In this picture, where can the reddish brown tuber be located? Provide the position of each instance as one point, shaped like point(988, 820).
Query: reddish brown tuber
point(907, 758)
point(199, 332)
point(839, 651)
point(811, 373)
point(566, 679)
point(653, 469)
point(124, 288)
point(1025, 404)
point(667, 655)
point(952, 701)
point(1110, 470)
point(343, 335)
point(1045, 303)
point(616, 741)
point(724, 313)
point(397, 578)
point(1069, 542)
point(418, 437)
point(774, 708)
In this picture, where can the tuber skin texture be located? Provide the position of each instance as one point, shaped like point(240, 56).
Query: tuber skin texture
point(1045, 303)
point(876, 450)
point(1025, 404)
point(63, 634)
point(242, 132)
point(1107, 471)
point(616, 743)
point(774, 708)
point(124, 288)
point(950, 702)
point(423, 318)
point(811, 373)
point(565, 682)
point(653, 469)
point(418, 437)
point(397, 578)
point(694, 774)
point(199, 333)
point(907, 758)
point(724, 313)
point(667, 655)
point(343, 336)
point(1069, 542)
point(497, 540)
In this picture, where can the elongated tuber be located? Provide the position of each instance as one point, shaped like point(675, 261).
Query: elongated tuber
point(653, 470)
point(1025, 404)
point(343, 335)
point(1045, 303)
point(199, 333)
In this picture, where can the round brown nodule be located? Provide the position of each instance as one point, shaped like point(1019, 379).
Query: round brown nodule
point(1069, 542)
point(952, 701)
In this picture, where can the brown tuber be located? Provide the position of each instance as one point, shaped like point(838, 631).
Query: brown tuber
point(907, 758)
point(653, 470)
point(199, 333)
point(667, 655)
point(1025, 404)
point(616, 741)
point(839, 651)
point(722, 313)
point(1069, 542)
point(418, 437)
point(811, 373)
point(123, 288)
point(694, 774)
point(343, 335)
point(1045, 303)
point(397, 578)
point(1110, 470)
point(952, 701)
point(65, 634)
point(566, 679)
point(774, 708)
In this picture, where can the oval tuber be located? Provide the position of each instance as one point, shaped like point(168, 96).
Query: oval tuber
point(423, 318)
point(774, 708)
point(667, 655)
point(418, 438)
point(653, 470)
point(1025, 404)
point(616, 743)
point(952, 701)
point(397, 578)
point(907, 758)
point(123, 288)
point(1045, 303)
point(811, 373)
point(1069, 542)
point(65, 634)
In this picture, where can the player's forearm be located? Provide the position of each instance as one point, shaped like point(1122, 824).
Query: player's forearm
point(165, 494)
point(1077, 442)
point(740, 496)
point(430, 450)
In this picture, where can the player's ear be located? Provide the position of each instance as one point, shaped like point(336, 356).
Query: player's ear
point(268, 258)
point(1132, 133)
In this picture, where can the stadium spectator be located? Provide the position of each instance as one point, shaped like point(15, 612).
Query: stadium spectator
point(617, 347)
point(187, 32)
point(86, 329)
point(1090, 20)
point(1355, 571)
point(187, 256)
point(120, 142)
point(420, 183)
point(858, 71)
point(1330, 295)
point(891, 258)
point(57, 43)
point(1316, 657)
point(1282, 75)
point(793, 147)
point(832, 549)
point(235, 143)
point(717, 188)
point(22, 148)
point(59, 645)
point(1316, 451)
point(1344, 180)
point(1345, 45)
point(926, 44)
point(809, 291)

============

Set all of the entries down again, exactly as they were given.

§ **EXERCISE SOLUTION**:
In this picture, where can the reddish brown tuber be located? Provide the position of each instance as one point, shaped like point(988, 820).
Query: reddish brown tuber
point(907, 758)
point(199, 332)
point(839, 651)
point(811, 373)
point(566, 679)
point(653, 469)
point(124, 288)
point(1025, 404)
point(667, 655)
point(952, 701)
point(1110, 470)
point(343, 335)
point(1045, 303)
point(616, 741)
point(724, 313)
point(397, 578)
point(1069, 542)
point(418, 437)
point(774, 708)
In this picture, where can the tuber skin texture be located? Provide the position of each instance as one point, shaped like point(240, 56).
Query: tuber skin texture
point(1045, 303)
point(876, 450)
point(1025, 404)
point(63, 634)
point(242, 132)
point(1107, 471)
point(616, 743)
point(774, 708)
point(124, 288)
point(950, 702)
point(423, 318)
point(811, 373)
point(565, 682)
point(653, 469)
point(418, 437)
point(397, 578)
point(694, 774)
point(199, 333)
point(907, 758)
point(724, 313)
point(667, 655)
point(343, 336)
point(1069, 542)
point(497, 540)
In this picture, where can the elongated tuber be located? Provide the position of each instance as one point, shaped like point(675, 261).
Query: elongated tuber
point(653, 470)
point(1025, 404)
point(343, 335)
point(1045, 303)
point(199, 333)
In this picture, where can the round brown nodule be located? Provide the position of each instance as one point, shaped like point(1019, 379).
Query: round brown nodule
point(1069, 542)
point(952, 701)
In this picture, where can the brown tuber be located? Provide the position of each instance as one point, shaped like point(838, 631).
Query: brown tuber
point(907, 758)
point(653, 470)
point(199, 333)
point(667, 655)
point(1025, 404)
point(616, 741)
point(839, 651)
point(722, 313)
point(1069, 542)
point(418, 437)
point(811, 373)
point(123, 288)
point(694, 774)
point(343, 335)
point(1045, 303)
point(397, 578)
point(1110, 470)
point(952, 701)
point(65, 634)
point(566, 679)
point(774, 708)
In this picture, where can the oval tuber be located? Provide the position of each instance as one point, shaped like point(168, 96).
Query: oval tuber
point(423, 318)
point(774, 708)
point(667, 655)
point(418, 438)
point(653, 470)
point(1025, 404)
point(616, 743)
point(952, 701)
point(397, 578)
point(907, 758)
point(123, 288)
point(1045, 303)
point(811, 373)
point(1069, 542)
point(65, 634)
In this picture, where can the player's forearm be located? Provide the position of each instance as one point, shaped like point(1122, 824).
Query: player's forearm
point(165, 494)
point(1077, 442)
point(740, 496)
point(430, 450)
In this picture, where can the player's ear be located? Provide the position of each instance as one point, shaped like point(336, 356).
Query: player's ear
point(268, 258)
point(1132, 133)
In this picture, where can the stadium spectator be located? Provide the position of each instance as one point, shaped like point(15, 612).
Query: stadium spectator
point(617, 347)
point(187, 32)
point(86, 329)
point(1090, 20)
point(1355, 571)
point(187, 256)
point(120, 142)
point(420, 183)
point(858, 71)
point(1330, 295)
point(891, 258)
point(57, 43)
point(1316, 657)
point(1282, 75)
point(793, 147)
point(832, 549)
point(235, 143)
point(717, 188)
point(22, 148)
point(59, 645)
point(1316, 451)
point(1344, 180)
point(1345, 45)
point(926, 44)
point(809, 291)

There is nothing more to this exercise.